REQUIREMENTS
Using the records below, copy out exactly the line that contains "of the vertical" and every line that follows it, up to and including the last, and no others.

┌─ DATA EXTRACT

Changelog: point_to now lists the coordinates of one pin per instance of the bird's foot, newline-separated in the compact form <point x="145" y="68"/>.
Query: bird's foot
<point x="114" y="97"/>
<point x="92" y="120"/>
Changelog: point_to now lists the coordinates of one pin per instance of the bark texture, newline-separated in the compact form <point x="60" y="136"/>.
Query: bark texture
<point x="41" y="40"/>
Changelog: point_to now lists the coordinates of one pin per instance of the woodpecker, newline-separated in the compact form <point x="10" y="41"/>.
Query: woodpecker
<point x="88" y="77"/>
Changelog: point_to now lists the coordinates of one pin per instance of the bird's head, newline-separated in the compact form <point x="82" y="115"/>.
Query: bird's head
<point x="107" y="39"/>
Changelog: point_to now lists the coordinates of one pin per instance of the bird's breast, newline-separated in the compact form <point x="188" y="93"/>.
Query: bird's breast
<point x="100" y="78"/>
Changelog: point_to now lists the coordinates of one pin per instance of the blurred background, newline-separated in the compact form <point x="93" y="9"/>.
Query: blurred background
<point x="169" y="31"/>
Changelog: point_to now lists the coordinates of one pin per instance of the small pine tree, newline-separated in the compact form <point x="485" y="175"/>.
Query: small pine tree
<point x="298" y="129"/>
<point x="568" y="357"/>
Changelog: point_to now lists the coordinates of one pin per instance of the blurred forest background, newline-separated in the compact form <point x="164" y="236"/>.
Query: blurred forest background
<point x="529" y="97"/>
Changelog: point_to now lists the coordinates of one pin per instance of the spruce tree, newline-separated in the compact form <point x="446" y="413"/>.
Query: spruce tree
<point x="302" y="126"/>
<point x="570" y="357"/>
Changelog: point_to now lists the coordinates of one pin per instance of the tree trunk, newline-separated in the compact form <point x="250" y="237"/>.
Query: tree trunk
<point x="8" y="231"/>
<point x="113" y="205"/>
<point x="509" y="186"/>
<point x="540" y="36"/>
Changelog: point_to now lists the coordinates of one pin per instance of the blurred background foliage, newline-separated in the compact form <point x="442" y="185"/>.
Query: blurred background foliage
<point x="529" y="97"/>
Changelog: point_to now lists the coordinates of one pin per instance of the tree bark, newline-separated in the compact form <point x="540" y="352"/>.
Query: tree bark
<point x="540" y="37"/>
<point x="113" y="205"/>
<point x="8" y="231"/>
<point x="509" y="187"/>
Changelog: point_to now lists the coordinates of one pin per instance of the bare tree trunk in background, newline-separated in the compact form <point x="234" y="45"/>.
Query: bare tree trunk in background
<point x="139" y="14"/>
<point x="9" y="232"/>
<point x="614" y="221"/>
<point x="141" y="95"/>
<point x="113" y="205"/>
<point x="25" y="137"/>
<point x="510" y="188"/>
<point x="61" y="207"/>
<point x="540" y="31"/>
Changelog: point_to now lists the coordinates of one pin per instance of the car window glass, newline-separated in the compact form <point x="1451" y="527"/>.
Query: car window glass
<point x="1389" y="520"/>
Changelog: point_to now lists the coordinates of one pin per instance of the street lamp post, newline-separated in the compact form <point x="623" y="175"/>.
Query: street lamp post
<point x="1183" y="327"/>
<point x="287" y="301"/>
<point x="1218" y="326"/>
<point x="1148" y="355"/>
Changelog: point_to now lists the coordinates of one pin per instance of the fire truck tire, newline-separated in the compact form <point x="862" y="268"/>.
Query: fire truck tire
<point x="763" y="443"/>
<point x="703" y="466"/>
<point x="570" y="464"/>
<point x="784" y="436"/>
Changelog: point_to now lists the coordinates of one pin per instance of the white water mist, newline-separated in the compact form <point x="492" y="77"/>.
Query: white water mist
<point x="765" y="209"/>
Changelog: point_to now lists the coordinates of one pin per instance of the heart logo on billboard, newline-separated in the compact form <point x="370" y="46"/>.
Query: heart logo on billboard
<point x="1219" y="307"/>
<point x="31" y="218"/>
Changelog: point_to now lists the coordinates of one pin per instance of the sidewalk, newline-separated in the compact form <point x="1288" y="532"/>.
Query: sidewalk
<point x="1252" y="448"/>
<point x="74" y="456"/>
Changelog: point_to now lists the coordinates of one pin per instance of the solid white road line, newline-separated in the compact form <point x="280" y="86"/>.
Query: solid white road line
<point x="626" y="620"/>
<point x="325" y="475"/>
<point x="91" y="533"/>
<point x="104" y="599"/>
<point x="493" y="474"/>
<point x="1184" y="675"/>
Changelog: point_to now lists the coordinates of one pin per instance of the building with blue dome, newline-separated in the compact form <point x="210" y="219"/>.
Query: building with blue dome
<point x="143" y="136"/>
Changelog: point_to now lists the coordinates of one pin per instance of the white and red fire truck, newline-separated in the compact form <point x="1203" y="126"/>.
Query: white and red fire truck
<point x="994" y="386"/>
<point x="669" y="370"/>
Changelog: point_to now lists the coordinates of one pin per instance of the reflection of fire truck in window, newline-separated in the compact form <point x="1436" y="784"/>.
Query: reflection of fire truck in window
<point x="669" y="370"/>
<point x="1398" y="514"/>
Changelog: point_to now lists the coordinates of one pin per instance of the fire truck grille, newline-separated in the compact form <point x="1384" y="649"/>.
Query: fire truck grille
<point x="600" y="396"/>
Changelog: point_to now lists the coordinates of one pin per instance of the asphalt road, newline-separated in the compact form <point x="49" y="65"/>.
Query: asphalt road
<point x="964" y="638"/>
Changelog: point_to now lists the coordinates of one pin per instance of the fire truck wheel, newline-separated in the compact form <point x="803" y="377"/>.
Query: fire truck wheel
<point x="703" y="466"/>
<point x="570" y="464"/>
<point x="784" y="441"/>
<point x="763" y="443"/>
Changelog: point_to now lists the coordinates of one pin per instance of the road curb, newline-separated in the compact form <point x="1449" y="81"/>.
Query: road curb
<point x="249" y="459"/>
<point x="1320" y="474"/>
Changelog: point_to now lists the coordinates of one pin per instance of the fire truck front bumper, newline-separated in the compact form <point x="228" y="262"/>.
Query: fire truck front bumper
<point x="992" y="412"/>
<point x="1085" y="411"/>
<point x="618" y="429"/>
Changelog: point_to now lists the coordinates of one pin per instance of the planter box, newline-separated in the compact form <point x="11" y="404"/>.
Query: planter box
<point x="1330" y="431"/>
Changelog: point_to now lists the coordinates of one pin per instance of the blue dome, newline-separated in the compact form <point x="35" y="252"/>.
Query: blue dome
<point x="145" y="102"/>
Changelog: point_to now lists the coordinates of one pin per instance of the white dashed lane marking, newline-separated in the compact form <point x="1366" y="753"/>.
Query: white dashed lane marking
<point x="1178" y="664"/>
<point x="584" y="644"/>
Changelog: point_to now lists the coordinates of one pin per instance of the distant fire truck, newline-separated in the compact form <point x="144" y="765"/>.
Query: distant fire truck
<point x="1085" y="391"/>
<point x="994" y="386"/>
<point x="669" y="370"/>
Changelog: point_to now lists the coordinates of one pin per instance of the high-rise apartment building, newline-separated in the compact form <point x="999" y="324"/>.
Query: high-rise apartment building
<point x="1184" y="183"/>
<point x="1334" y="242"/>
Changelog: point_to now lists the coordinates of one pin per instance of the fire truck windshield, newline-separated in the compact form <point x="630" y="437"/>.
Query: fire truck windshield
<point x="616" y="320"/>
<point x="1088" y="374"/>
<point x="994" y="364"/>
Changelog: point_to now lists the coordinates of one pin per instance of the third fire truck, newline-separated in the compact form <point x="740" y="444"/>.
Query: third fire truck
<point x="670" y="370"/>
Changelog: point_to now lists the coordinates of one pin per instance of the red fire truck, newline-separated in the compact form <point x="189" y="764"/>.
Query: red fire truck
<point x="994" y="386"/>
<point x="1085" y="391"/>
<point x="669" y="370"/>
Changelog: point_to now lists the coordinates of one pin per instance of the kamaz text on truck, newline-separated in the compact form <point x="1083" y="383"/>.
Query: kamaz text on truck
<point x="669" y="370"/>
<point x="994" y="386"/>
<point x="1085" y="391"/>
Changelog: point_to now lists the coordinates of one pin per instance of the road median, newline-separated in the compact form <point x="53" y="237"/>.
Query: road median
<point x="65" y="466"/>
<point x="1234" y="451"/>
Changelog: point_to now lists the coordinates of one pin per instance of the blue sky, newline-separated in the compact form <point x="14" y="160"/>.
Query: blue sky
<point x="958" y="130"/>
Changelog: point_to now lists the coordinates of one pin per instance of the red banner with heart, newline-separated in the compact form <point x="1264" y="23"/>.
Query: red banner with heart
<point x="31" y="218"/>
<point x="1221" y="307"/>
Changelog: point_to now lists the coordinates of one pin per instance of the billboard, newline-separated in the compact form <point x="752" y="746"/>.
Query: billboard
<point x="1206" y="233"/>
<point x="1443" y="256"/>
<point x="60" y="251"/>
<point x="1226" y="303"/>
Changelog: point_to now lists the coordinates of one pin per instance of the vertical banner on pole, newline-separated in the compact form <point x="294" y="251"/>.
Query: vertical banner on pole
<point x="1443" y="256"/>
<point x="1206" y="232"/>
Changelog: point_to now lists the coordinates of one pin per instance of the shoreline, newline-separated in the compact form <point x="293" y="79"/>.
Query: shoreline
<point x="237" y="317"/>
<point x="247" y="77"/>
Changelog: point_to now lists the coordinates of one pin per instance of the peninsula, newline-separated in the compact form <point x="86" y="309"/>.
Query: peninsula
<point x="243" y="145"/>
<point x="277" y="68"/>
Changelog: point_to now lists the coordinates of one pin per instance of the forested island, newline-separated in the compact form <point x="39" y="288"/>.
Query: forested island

└─

RESPONSE FOR THIS EXERCISE
Changelog: point_to now lists the coordinates of one pin per instance of the vertical banner on pole, newline-separated in the compact form <point x="294" y="251"/>.
Query: vertical banner on pole
<point x="1443" y="256"/>
<point x="1206" y="232"/>
Changelog: point_to now lists the coordinates of one pin per instance of the shoreline, newline-separated in the compact form <point x="293" y="79"/>.
Query: shoreline
<point x="237" y="317"/>
<point x="247" y="77"/>
Changelog: point_to now lists the coordinates of one pin per instance of the peninsula, newline-separated in the compact form <point x="86" y="309"/>.
Query: peninsula
<point x="243" y="145"/>
<point x="277" y="68"/>
Changelog: point_to now lists the coordinates of one pin per instance of the forested island, newline-separated in the compact form <point x="39" y="288"/>.
Query: forested island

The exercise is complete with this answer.